=== WHAT YOU SHOULD DO ===
Retype only what runs from the line that contains "Where can the wooden" through the last line of the listing below, both lines included.

=== Entries from a dataset ===
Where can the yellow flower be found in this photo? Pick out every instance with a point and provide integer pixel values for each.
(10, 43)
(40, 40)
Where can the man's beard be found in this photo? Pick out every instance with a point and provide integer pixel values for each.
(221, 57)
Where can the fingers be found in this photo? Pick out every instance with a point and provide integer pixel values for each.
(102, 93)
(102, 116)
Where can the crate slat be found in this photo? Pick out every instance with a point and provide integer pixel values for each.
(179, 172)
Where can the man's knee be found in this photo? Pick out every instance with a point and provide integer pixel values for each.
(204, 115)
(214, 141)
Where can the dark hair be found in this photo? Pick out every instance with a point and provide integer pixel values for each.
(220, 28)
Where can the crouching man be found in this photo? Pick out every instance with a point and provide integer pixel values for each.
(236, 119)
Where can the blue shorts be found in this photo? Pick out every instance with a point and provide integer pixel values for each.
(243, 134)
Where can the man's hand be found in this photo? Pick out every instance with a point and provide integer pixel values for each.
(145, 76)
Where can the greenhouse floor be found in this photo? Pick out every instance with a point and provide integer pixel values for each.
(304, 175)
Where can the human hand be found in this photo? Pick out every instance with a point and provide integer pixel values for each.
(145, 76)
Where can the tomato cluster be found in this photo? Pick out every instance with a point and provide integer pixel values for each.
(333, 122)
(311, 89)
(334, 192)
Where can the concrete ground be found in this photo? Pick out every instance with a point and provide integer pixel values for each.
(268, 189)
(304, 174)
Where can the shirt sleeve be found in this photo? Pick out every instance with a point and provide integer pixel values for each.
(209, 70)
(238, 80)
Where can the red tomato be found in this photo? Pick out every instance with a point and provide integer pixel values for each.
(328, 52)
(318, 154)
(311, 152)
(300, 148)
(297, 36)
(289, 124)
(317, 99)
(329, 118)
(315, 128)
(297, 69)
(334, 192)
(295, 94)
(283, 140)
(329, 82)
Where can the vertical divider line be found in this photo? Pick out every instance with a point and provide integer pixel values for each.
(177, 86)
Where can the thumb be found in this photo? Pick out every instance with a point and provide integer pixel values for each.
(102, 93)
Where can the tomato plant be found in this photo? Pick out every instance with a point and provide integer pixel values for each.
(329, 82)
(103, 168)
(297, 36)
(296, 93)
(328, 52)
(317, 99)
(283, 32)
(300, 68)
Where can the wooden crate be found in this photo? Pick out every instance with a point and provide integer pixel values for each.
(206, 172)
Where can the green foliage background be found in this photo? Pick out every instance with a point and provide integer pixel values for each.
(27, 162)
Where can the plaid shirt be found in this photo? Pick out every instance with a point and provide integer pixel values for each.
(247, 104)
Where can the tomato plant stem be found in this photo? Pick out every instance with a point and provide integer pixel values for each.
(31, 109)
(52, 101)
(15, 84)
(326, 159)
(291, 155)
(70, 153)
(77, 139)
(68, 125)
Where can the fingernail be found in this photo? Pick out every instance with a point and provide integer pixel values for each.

=== RESPONSE ===
Where can the wooden crate be found in this photo? Pick out every instance with a point and provide integer pixel values for each.
(206, 172)
Where can the green foliage background be found in this photo? Pick out every instance with a point and provide integer pixel values for each.
(27, 162)
Where can the plaid shirt be found in this photo? Pick out every instance with a point and provide integer pixel values for each.
(247, 104)
Where can the tomato plant stem be found in this photo? Pick out every instance with a point and provide integer pixel values for each.
(31, 109)
(52, 101)
(15, 84)
(326, 159)
(291, 155)
(70, 153)
(77, 139)
(68, 125)
Where can the fingernail be found in this photo? Pick out every instance with a point and provide integer pixel values for each.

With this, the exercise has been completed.